• **Exercise**
Can you repeat the items from the line with "[locate] white knit" through the last item, replacing "white" with "ivory" and leaving everything else unchanged?

• **Provided records**
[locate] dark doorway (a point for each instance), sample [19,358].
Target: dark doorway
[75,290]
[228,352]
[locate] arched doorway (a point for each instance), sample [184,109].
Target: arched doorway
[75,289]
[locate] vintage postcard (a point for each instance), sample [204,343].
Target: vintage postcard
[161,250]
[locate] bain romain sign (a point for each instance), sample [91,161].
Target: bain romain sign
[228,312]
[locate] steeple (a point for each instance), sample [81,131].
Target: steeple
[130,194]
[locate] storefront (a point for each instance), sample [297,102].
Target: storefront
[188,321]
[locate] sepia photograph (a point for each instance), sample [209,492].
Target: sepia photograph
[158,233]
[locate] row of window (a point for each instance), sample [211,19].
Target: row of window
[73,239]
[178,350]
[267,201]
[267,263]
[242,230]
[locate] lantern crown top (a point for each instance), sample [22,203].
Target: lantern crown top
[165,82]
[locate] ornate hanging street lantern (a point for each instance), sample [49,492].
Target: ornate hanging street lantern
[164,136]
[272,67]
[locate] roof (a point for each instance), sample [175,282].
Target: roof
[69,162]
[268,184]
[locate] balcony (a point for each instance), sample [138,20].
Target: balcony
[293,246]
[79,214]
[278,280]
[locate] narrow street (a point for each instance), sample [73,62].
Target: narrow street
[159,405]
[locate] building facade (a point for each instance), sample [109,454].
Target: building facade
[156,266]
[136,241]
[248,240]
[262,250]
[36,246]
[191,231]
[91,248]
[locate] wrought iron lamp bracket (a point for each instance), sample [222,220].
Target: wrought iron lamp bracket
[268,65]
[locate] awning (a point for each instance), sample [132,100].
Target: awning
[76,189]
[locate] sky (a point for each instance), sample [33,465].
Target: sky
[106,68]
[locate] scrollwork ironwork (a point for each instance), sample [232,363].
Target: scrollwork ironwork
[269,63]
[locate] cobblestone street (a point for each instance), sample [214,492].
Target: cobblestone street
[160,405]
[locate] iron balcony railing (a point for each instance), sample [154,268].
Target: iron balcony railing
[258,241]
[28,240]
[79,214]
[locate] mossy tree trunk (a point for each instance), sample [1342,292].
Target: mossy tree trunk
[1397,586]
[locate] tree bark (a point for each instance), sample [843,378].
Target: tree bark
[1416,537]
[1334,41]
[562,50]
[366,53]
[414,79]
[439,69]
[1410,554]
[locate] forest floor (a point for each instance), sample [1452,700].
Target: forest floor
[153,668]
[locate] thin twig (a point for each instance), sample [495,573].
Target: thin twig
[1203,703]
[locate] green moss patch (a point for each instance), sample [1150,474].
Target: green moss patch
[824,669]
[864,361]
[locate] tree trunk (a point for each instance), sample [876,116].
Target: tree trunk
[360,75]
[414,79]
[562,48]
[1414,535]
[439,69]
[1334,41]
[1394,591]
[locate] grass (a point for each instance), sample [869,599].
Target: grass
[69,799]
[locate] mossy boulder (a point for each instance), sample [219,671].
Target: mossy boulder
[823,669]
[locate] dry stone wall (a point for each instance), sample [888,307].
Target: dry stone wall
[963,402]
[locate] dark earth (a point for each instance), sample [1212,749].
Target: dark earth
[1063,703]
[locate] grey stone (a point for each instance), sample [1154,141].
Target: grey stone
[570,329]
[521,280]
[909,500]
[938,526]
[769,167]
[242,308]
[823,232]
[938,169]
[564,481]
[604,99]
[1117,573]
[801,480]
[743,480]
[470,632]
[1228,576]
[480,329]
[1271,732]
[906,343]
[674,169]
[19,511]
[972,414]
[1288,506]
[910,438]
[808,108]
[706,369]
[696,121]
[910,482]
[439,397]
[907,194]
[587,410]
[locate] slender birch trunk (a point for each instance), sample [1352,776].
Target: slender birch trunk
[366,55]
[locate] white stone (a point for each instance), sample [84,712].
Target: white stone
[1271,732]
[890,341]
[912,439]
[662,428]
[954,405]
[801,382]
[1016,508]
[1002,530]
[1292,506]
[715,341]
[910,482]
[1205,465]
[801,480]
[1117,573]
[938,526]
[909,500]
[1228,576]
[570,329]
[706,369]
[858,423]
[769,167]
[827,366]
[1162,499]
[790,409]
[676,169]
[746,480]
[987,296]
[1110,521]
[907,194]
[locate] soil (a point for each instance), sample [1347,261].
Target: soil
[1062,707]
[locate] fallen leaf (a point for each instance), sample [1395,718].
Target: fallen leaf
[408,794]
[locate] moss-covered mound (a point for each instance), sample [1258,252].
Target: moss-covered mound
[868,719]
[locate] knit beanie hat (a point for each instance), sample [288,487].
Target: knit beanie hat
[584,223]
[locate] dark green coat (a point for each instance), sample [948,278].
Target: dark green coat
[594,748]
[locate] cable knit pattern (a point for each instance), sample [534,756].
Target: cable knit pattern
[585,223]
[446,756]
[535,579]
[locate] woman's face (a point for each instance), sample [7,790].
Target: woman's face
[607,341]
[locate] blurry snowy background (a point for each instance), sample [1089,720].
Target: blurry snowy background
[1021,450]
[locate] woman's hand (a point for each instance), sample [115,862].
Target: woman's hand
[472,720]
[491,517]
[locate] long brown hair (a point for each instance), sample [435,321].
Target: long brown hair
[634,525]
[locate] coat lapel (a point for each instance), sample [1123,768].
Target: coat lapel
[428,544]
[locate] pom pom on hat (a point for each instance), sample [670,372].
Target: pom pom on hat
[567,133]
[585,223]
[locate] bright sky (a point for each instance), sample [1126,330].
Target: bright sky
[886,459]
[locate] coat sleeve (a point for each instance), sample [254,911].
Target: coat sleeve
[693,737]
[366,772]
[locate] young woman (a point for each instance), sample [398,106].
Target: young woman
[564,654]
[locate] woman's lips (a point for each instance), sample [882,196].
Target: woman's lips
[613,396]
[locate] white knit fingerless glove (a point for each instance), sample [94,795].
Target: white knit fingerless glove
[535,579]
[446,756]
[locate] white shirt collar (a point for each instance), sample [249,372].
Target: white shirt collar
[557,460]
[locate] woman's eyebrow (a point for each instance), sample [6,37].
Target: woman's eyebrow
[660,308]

• **Final result**
[locate] ivory knit fingerless glove (a point for each instance), sample [94,795].
Target: ivory knit fingerless glove
[535,579]
[446,756]
[locate] ivory shirt collar (a point for each instance), sample [249,372].
Target: ivory shirt collar
[557,460]
[locate] woman's eyebrow (a point for each instance), sample [6,37].
Target: woman's eyebrow
[660,308]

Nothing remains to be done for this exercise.